[Document section Boundary: Start]

From approximately 1898, the city of Harbin had a majority-Russian population, initial settlers were mostly the builders and employees of the Chinese Eastern Railway. Many of these Russians brought their Orthodox religion with them. In the time between 1913 and 1923, Russia went through World War I, the Russian Revolution, and the Russian Civil War. In the 1920s Harbin was flooded with 100,000 to 200,000 White émigrés fleeing from Russia.

As of 1939 the Russian Orthodox Church in Manchukuo had 100,000 believers and 200 priests in 60 parishes, and also its own seminary, university, convent, and monastery.

==== Notable Orthodox Churches ====

- Saint Sophia Cathedral
- Church of the Intercession

== State Shinto ==
The Japanese Government built a total of 345 Shinto shrines across Manchukuo.

[Document section Boundary: End]
[Supplied information Boundary: Start]

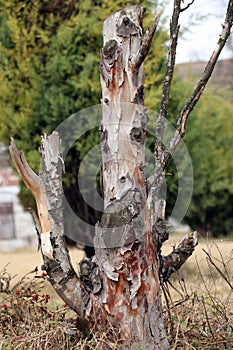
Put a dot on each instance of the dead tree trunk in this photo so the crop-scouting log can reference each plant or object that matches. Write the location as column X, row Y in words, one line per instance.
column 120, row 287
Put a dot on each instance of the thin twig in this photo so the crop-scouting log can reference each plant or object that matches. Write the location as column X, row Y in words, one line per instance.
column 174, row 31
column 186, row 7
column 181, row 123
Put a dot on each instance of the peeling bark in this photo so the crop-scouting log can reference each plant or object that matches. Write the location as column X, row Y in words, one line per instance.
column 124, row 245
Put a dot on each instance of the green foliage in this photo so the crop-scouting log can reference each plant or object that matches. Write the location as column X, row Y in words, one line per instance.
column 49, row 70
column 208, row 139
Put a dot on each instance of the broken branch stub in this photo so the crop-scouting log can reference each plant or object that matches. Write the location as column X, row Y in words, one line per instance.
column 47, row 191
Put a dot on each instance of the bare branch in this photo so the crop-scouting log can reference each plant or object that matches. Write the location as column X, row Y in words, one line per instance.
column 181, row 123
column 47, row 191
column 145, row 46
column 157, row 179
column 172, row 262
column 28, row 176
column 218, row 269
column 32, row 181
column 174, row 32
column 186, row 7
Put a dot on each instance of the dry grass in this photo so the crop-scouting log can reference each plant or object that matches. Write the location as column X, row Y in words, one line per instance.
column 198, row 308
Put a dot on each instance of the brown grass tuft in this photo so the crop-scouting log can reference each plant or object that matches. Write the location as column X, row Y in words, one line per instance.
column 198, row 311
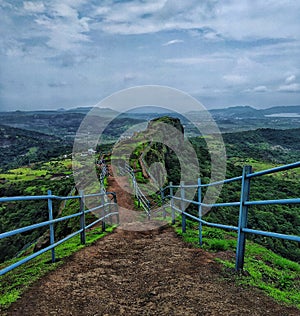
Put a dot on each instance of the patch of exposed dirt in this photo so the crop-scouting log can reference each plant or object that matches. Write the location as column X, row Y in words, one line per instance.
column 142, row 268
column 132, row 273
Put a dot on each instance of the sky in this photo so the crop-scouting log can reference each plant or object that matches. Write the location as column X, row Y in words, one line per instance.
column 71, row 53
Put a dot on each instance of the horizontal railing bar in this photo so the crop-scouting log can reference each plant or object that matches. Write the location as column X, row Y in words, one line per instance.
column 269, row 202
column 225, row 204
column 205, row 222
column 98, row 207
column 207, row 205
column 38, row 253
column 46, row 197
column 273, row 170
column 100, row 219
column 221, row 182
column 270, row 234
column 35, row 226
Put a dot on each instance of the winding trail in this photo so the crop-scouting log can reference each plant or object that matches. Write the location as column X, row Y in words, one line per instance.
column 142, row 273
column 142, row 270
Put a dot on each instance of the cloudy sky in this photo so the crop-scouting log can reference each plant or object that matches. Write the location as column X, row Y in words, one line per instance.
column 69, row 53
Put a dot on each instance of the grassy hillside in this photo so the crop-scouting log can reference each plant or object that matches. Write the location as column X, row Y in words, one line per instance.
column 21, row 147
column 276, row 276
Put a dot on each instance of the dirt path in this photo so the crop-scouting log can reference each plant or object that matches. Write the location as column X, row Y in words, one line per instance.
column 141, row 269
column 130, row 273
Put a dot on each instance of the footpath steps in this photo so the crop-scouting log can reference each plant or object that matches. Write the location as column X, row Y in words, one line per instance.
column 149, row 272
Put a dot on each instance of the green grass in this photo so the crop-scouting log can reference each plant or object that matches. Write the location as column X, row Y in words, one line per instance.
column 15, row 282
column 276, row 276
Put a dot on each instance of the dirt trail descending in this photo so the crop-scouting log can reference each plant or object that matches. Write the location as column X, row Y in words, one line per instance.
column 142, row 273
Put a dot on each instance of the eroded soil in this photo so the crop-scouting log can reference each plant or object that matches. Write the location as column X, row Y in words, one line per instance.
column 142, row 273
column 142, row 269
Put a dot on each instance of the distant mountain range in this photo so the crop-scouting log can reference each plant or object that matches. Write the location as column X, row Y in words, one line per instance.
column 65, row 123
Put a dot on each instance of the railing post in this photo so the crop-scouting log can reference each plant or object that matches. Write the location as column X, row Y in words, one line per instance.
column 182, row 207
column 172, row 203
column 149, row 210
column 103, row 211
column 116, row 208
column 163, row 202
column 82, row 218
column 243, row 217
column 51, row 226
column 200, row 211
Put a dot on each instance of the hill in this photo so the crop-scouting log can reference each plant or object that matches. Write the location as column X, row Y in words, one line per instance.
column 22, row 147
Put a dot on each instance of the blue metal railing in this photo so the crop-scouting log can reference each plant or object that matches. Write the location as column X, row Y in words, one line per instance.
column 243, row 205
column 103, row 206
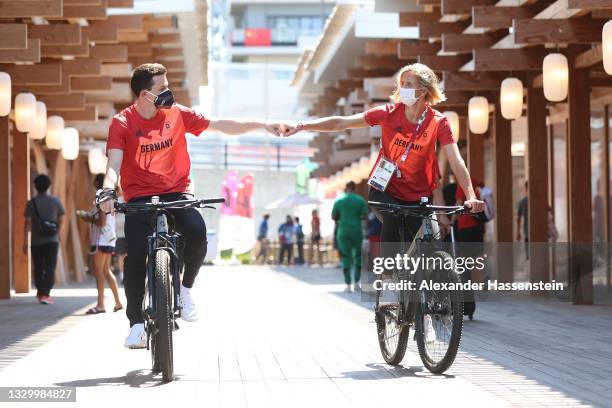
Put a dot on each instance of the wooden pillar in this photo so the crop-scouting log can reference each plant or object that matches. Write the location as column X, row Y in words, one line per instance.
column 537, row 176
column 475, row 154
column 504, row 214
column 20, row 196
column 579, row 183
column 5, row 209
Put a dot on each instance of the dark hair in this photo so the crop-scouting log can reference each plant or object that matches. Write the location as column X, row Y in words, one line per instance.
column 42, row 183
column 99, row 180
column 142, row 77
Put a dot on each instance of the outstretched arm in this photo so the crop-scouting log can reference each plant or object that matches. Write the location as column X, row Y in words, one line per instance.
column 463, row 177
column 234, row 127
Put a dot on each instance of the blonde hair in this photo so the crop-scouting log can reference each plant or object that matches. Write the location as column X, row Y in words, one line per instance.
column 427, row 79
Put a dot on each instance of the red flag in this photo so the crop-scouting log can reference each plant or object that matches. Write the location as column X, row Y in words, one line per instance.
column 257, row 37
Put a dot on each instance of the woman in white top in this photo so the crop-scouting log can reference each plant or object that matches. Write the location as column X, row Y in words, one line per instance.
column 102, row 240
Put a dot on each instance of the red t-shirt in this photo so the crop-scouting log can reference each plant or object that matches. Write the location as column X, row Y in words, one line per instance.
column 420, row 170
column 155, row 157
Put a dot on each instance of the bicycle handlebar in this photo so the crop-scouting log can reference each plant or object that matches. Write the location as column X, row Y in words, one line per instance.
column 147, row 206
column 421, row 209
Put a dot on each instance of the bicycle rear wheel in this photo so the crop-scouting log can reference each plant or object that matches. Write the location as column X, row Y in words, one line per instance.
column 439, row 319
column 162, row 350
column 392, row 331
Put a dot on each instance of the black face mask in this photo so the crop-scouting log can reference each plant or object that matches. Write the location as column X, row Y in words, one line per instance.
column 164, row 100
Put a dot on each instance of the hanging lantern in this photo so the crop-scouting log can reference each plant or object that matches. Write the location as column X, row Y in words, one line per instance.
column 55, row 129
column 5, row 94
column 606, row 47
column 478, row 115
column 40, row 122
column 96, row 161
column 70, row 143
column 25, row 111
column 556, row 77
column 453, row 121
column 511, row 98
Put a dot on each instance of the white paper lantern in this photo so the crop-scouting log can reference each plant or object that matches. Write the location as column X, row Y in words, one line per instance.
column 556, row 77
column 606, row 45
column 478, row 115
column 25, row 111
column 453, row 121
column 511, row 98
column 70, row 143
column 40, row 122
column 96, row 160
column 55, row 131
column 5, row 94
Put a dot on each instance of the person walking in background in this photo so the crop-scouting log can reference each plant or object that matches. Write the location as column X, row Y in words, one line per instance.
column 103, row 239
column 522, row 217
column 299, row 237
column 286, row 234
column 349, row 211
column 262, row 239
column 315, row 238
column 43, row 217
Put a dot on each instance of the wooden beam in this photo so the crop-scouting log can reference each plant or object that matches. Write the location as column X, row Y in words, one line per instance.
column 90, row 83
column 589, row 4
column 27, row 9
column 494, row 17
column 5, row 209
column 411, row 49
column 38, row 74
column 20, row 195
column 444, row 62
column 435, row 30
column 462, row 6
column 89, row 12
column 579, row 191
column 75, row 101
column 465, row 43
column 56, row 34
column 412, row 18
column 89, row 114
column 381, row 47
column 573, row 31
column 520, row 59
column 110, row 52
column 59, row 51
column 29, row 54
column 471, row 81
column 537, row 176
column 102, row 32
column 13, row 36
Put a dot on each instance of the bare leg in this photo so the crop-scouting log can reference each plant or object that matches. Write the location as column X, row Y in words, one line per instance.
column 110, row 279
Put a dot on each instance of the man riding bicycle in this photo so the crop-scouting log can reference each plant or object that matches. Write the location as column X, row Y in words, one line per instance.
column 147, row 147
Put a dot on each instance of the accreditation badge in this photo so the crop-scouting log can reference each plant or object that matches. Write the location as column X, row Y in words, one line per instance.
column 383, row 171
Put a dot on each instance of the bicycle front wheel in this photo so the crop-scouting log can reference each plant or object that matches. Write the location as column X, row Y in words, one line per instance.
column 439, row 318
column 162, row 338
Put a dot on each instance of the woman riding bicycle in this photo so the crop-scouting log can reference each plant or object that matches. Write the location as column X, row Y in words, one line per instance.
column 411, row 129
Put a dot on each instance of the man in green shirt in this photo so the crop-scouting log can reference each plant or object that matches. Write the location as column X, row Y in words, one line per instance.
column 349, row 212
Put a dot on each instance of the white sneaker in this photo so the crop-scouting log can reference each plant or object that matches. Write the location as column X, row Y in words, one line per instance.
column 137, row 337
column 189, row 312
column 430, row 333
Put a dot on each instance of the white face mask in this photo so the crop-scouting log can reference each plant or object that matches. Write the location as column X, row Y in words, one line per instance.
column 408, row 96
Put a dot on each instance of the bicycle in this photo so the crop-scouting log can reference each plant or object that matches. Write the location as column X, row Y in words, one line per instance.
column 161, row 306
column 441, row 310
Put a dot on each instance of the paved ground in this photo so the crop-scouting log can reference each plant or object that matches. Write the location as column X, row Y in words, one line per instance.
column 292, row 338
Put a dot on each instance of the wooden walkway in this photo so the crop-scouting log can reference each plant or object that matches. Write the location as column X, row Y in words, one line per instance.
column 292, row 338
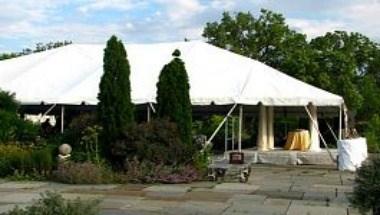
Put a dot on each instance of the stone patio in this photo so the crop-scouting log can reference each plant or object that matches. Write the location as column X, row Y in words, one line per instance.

[Supplied information Boundary: End]

*What you will do*.
- A) According to the passage on religion in Manchukuo, how many Shinto shrines did the Japanese Government build across Manchukuo?
- B) Return the passage on religion in Manchukuo from "From approximately 1898, the" to "fleeing from Russia.".
- C) Carry the passage on religion in Manchukuo further, beginning after its last sentence.

*Answers to each task*.
- A) A total of 345.

- B)
From approximately 1898, the city of Harbin had a majority-Russian population, initial settlers were mostly the builders and employees of the Chinese Eastern Railway. Many of these Russians brought their Orthodox religion with them. In the time between 1913 and 1923, Russia went through World War I, the Russian Revolution, and the Russian Civil War. In the 1920s Harbin was flooded with 100,000 to 200,000 White émigrés fleeing from Russia.

- C)
Starting with the Religions Law of May 1938, a cult of Emperor-worship closely modeled after the Imperial cult in Japan where Hirohito was worshiped as a living god, began in Manchukuo. Just as in Japan, schoolchildren began their classes by praying to a portrait of the emperor while imperial rescripts, and the imperial regalia become sacred relics imbued with magical powers by being associated with the god-emperor. As the Emperor Puyi was considered to be a living god, his will could not be limited by any law, and the purpose of the law was starkly reduced down to serving the will of the emperor rather than upholding values and rules.

As in Japan, the idea governing the legal philosophy in Manchukuo was the Emperor was a living god who was responsible to no-one and who delegated some of his powers down to mere human beings who had the duty of obeying the will of the god-emperors. In Japan and Manchukuo, the actions of the god-emperors were always just and moral because gods could never do wrong, rather than because the god-emperors were acting to uphold moral values that existed a priori. Puyi later stated that Shinto was "a dangerous cult" and a tool for the Japanese to "control the world" while testifying to an International Military Tribunal, he also declared that the Japanese government restrained him and coerced into issuing Pro-Japanese laws.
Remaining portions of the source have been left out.